Sezione dati:
··········

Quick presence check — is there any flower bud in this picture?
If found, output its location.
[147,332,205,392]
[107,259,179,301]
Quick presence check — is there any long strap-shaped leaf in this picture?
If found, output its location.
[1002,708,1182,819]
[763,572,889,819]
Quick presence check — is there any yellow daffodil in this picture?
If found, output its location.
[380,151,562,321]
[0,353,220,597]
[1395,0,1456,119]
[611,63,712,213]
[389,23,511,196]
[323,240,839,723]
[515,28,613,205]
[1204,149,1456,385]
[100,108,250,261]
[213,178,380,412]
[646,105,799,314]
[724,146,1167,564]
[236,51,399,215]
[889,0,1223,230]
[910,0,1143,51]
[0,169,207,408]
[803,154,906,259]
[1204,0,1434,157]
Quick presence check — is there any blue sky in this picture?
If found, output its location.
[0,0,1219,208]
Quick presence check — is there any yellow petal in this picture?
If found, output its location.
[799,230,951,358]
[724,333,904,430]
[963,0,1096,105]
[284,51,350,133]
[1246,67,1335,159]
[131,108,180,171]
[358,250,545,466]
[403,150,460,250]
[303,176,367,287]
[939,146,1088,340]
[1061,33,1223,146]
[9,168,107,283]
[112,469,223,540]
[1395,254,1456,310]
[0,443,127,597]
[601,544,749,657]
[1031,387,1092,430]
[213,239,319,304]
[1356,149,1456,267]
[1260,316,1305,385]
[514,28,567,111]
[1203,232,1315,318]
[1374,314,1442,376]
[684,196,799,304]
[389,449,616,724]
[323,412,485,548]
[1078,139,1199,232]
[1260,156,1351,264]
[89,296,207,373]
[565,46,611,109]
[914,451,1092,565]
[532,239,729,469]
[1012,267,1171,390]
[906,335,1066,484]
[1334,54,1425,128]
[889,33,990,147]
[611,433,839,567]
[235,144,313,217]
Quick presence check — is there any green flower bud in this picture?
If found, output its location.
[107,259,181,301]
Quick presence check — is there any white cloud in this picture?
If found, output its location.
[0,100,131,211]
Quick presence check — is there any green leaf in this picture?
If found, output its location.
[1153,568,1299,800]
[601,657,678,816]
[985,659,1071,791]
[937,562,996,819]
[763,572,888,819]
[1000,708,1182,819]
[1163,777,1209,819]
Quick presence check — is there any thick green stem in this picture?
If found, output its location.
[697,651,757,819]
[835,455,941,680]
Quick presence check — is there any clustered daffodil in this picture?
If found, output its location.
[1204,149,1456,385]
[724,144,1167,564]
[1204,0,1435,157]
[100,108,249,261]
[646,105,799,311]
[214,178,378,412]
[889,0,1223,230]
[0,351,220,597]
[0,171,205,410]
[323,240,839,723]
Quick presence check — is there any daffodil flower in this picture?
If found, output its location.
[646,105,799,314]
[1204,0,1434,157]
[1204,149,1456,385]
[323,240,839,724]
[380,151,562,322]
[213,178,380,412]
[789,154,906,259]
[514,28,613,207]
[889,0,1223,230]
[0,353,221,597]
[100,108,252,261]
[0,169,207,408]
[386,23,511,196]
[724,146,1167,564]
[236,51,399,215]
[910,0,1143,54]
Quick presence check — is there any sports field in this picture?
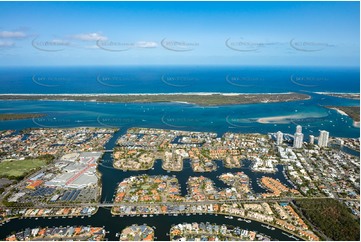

··········

Trascrivi fedelmente tutti i dati qui sopra, riga per riga e dal primo all'ultimo, lasciando fuori le immagini.

Quick presence check — is there any flower bud in this picture?
If found, output its location.
[147,332,205,392]
[107,259,179,301]
Quick presence check — is there any long strap-shaped leaf in this picture?
If found, output its location.
[1002,708,1182,819]
[763,572,889,819]
Quick presence check — is there any yellow daffodil in this picture?
If found, output its location.
[380,151,562,321]
[0,353,220,597]
[1395,0,1456,119]
[611,63,712,213]
[389,23,511,196]
[323,240,839,723]
[515,28,613,205]
[1204,149,1456,385]
[100,108,250,261]
[213,178,380,412]
[646,105,799,314]
[724,146,1167,564]
[236,51,399,215]
[889,0,1223,230]
[910,0,1143,51]
[0,169,207,408]
[803,154,906,259]
[1204,0,1434,157]
Quick presence check — is there any blue sky in this picture?
If found, output its location.
[0,0,1219,208]
Quick presence check — is there any yellow petal in this picture?
If found, output its location.
[799,230,951,358]
[724,333,904,430]
[963,0,1096,105]
[284,51,350,133]
[1246,67,1335,159]
[131,108,180,171]
[358,250,545,466]
[403,150,460,250]
[303,176,367,287]
[939,146,1088,340]
[1061,33,1223,146]
[9,168,107,283]
[112,469,223,540]
[1395,254,1456,310]
[0,443,127,597]
[601,544,749,657]
[1031,387,1092,430]
[213,239,319,304]
[1356,149,1456,267]
[1260,316,1305,385]
[514,28,567,111]
[1203,232,1315,318]
[1374,314,1442,376]
[684,196,799,304]
[389,449,616,724]
[323,412,485,548]
[1078,139,1199,232]
[1260,156,1351,264]
[89,296,207,373]
[565,46,611,109]
[914,451,1092,565]
[532,239,729,469]
[1012,267,1171,390]
[906,335,1066,484]
[1334,54,1425,128]
[889,33,990,147]
[611,433,839,567]
[235,144,313,217]
Quick presence check — is there any green flower bud in this picture?
If found, output its location.
[107,259,181,301]
Quick presence check — is there any white cloud in this picture?
If found, output its location.
[0,100,131,211]
Quick presence check — is there any green leaf in this picture?
If found, output its location.
[1153,568,1299,800]
[601,657,678,816]
[985,659,1071,791]
[937,562,996,819]
[763,572,888,819]
[1000,708,1182,819]
[1163,777,1209,819]
Quick presence check — is there any thick green stem in this picture?
If found, output its location.
[697,651,757,819]
[835,455,941,680]
Quick presence check — is there any clustered daffodil in this picture?
If found, output its location.
[1204,149,1456,385]
[724,144,1167,564]
[1204,0,1435,157]
[100,108,249,261]
[646,105,799,311]
[214,178,378,412]
[889,0,1223,230]
[0,351,220,597]
[0,171,205,410]
[323,240,839,723]
Quick presence check — is there any daffodil flower in this picture?
If found, output its location.
[646,105,799,314]
[1204,0,1434,157]
[1204,149,1456,385]
[323,240,839,724]
[380,151,562,322]
[213,178,380,412]
[789,154,906,259]
[514,28,613,207]
[889,0,1223,230]
[0,353,221,597]
[100,108,252,261]
[0,169,207,408]
[386,23,511,196]
[724,146,1167,564]
[236,51,399,215]
[910,0,1143,54]
Quick presence check — is there any sports field in this picture?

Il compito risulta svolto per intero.